Provided passage ▸
######
What does the alem.ai Center offer that a startup could not get from Singapore, Dubai, or London?

The alem.ai centre is a vertically integrated AI ecosystem under one roof, something we believe is unique globally. It runs a continuous talent pipeline from children aged 12, through adult re-skilling, to dedicated founder tracks and Big Tech lab placements, all in one building.

That building is also an iconic structure in Central Asia, a deliberate signal from the country’s leadership about where Kazakhstan is placing its long-term bet. In August, we will host part of the International Olympiad in Artificial Intelligence, welcoming national teams from over 60 countries.

Are graduates staying in Kazakhstan or leaving for higher-paying markets?

We do not frame this as brain drain; the world is becoming borderless, and what matters is building a strong community. We actively help founders go abroad to attract investment and launch products in the US, the UAE, and China. Most of them still build their teams and R&D centres back in Kazakhstan.

The most powerful argument for staying is Higgsfield, Kazakhstan’s first AI unicorn, now valued at over US$3 billion, built in Almaty with a team of 300 engineers whose average age is 25. You do not need to leave to build something world-class.

Which international partners have delivered real outcomes, not just signed MOUs?

Several partnerships have moved well beyond paper.

With Google, we launched the Silkway Accelerator — seven batches in, with graduates now carrying a combined valuation exceeding US$500 million.

With OpenAI and Stanford, we ran the AI Leaders programme across nine countries, reaching 800-plus executives.

With Telegram, we are launching the AI Olympiad and ICPC Bootcamp, and the company is opening an AI Lab at alem.ai.

With Draper University and Alchemist Accelerator, Tim Draper has personally invested US$2 million into Kazakhstani startups.
######
Records shown ▸
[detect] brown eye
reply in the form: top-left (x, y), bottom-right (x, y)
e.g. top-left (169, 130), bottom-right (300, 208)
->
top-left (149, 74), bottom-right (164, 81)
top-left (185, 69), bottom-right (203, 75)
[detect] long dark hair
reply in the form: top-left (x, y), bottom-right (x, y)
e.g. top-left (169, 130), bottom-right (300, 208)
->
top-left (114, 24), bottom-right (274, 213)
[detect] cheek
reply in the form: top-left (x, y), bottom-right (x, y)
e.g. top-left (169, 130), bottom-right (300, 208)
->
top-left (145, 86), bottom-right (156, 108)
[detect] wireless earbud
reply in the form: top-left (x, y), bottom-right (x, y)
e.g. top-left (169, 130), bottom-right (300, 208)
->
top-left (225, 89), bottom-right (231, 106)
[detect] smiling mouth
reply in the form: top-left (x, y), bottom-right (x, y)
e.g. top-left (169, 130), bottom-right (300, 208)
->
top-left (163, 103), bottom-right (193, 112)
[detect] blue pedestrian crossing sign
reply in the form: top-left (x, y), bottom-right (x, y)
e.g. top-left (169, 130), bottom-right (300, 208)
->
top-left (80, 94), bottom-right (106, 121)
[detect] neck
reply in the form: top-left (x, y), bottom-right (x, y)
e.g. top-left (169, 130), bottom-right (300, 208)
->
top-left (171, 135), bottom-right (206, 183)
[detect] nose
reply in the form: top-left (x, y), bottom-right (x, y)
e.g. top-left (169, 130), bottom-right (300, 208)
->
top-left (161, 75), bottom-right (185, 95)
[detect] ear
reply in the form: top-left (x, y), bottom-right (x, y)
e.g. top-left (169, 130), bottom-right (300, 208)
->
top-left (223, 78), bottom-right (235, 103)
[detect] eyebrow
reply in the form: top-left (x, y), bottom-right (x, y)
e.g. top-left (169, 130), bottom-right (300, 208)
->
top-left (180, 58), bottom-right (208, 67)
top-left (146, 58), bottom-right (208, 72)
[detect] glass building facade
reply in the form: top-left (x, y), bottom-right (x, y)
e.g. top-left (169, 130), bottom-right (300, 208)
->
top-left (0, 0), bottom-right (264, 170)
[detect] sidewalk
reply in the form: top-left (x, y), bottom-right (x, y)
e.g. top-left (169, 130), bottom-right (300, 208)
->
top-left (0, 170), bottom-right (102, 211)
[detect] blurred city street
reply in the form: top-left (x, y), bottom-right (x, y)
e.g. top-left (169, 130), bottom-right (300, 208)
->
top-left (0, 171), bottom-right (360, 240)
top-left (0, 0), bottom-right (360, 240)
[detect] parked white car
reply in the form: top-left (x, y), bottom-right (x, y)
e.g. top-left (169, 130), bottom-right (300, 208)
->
######
Exercise tasks ▸
• a. In the alem.ai interview, national teams from how many countries will the center welcome in August for the International Olympiad in Artificial Intelligence?
• b. Can you sum up the alem.ai interview in two sentences?
• c. What would the next part of the alem.ai interview say? Write it, picking up after its last sentence.
The lines above play no part here.

Replies ▸
• a. Over 60 countries.

• b. The alem.ai centre is described as a vertically integrated AI ecosystem that runs a talent pipeline from children aged 12 through adult re-skilling, founder tracks, and Big Tech lab placements, all in one building. Founders are helped to go abroad for investment and product launches but mostly build their teams in Kazakhstan, and partnerships with Google, OpenAI and Stanford, Telegram, and Draper University and Alchemist Accelerator have moved well beyond paper.

• c.
With Apple, a training centre is operating within the ecosystem.

Is there a genuine pipeline of Southeast Asian investors and startups looking at Kazakhstan?

Yes, though the potential has not been fully realised yet. We are opening a presence in Kuala Lumpur, working with Temasek and Quest Ventures, and seeing growing interest from Singaporean investors.

The roadblock is not a lack of opportunity, but a lack of awareness. Southeast Asia is very familiar with its own corridor; Central Eurasia remains undiscovered despite its talent base and fast-growing digital economy. That is precisely what we are working to fix.

Kazakhstan borders both Russia and China. How do you navigate that geopolitically when attracting Western partners?

Kazakhstan is a neutral country by design and we have turned that into a strategic advantage. After 2022, more than 500 global tech companies relocated here from Russia, bringing significant developer talent. From China, we adopt hardware and industrial technology. From the US, we attract capital and infrastructure, including NVIDIA chips. Our most active international hub is in Silicon Valley, where resident companies have attracted over US$300 million in investment.

Also Read: Is the AI industry profitable? Yes, just not where you’re looking

It is a puzzle only a country with Kazakhstan’s geography, neutrality, and foreign policy could assemble.

Venture capital in Central Asia is thin. Are there any homegrown VC funds of meaningful scale?

Kazakhstan leads the venture market across Central Asia and the CIS. The recently established fund of funds, Alem Capital Management, has a first fund of US$100 million, 70 per cent from private capital, with a target of attracting US$1 billion in venture investment over five years. Active local investors include Freedom Holding, MOST Ventures, Big Sky, Astana Hub Ventures, MA7 Ventures, and the Silkroad Angels Club.

What sectors are producing Kazakhstan’s most promising startups, and is it market demand or government money driving them?

AI, edutech, and fintech, and they are driven by talent, not government priorities. That distinction matters. Startups chasing government contracts stay domestic. Kazakhstan’s market is simply not large enough to produce valuations above US$100 million on its own. Unicorns are built for global markets. Higgsfield proves that.